Newt Barrett at Content Marketing Today is convinced as to the reasons why Obama has gained the recent momentum:

'There is a fundamental reason that Barack Obama is beating Hillary Clinton’s brains out.  It boils down to who is using content marketing most effectively.' (Newt Barrett, Content Marketing Today).

He goes on to explain that Obama is much more tuned into understanding the needs and attitudes of his audience and is using this insight to craft relevant and valued positioning messages that motivate voters to act: the cornerstone of great content marketing.  For that reason he focuses on the message that he will bring change to American politics and society before he moves on to talk about policy details.  The detail of his policies are there, but they are packaged within a message that enables Obama to first build a trust and understanding with voters.  In other words, he is crafting a message that taps into the mood of the market, and only then is creating content to support it.  Conversely, says Barrett, Clinton appears to be reciting a 'laundry list' of policies/features to the electorate - which leads to shallower connections with voters than those which Obama is achieving. The lesson:

'In order to connect with your customers so that you merit their trust, you must have a deep understanding of what is most important to them.  Only then can you create a communications strategy that will achieve results.  Relevant content derives from true understanding of your customers.' (Newt Barrett, Content Marketing Today).

_Record set:_
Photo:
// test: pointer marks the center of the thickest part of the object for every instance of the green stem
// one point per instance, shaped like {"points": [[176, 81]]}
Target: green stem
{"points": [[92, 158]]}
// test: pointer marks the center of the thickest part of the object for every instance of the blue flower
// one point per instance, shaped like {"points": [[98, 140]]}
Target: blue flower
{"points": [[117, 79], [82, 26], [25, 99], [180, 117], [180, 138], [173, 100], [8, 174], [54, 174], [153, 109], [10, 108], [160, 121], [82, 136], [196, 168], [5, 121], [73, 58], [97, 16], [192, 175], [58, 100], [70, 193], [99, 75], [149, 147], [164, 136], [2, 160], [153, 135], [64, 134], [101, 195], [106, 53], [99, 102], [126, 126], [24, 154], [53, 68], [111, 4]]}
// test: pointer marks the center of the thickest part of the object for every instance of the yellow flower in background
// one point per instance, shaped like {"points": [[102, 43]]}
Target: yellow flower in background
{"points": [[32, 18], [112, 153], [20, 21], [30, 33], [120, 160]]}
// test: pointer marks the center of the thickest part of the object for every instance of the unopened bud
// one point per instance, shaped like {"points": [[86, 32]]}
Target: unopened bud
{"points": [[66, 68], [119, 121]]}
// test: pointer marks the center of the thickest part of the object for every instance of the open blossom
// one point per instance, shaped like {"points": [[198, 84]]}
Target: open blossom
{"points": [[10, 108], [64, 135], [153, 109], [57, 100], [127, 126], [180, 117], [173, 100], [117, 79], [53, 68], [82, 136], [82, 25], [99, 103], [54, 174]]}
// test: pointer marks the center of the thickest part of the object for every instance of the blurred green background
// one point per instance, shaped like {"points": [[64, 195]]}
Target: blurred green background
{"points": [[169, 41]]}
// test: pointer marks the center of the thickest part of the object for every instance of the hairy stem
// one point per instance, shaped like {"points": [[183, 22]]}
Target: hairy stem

_Work to do:_
1. Edit the text on Obama's content marketing: reproduce it from "Newt Barrett at" up to and including "effectively.' (Newt Barrett, Content Marketing Today).", putting "lead" in place of "momentum".
2. Using the text on Obama's content marketing, decide whether each statement agrees with it. Answer yes or no and quote the deciding words.
(a) Obama talks about policy details before his message of change.
(b) Clinton is described as reciting a "laundry list" of policies.
(c) Obama's policies lack detail.
3. According to the text on Obama's content marketing, why does Obama put his message of change ahead of policy details?
The material has no role in this work.

_Solutions in order:_
1.
Newt Barrett at Content Marketing Today is convinced as to the reasons why Obama has gained the recent lead:

'There is a fundamental reason that Barack Obama is beating Hillary Clinton’s brains out.  It boils down to who is using content marketing most effectively.' (Newt Barrett, Content Marketing Today).

2.
(a) No: "focuses on the message that he will bring change to American politics and society before he moves on to talk about policy details"
(b) Yes: "Clinton appears to be reciting a 'laundry list' of policies/features to the electorate"
(c) No: "The detail of his policies are there"

3. Obama is closely tuned into the needs and attitudes of his audience. He uses that insight to craft relevant, valued messages that motivate voters to act. Packaging his policies inside that message lets him first build trust and understanding with voters.